— begin —

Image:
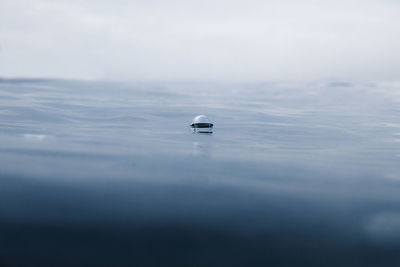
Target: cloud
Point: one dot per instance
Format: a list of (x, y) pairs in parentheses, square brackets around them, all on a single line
[(200, 40)]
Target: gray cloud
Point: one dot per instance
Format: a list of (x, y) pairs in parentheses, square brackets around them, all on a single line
[(201, 40)]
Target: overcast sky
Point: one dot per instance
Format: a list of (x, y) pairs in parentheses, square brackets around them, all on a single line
[(201, 40)]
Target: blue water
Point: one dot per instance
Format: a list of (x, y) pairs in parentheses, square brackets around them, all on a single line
[(294, 174)]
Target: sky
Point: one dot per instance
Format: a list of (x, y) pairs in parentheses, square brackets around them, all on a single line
[(208, 40)]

— end —

§ Work to be completed: Through the last line of the entries above, beginning at the line containing "Target: gray cloud", transcribe each line exactly, both ends included and nothing more.

§ Final answer:
Target: gray cloud
Point: one dot per instance
Format: a list of (x, y) pairs in parentheses, square brackets around them, all on a single line
[(201, 40)]
Target: overcast sky
Point: one dot per instance
Format: a list of (x, y) pairs in parentheses, square brackets around them, all on a single line
[(201, 40)]
Target: blue water
Point: one dot per instance
Format: a list of (x, y) pairs in parentheses, square brackets around them, all on a single line
[(294, 174)]
Target: sky
Point: one dot per instance
Format: a list of (x, y) pairs in parentheses, square brackets around them, all on a single line
[(208, 40)]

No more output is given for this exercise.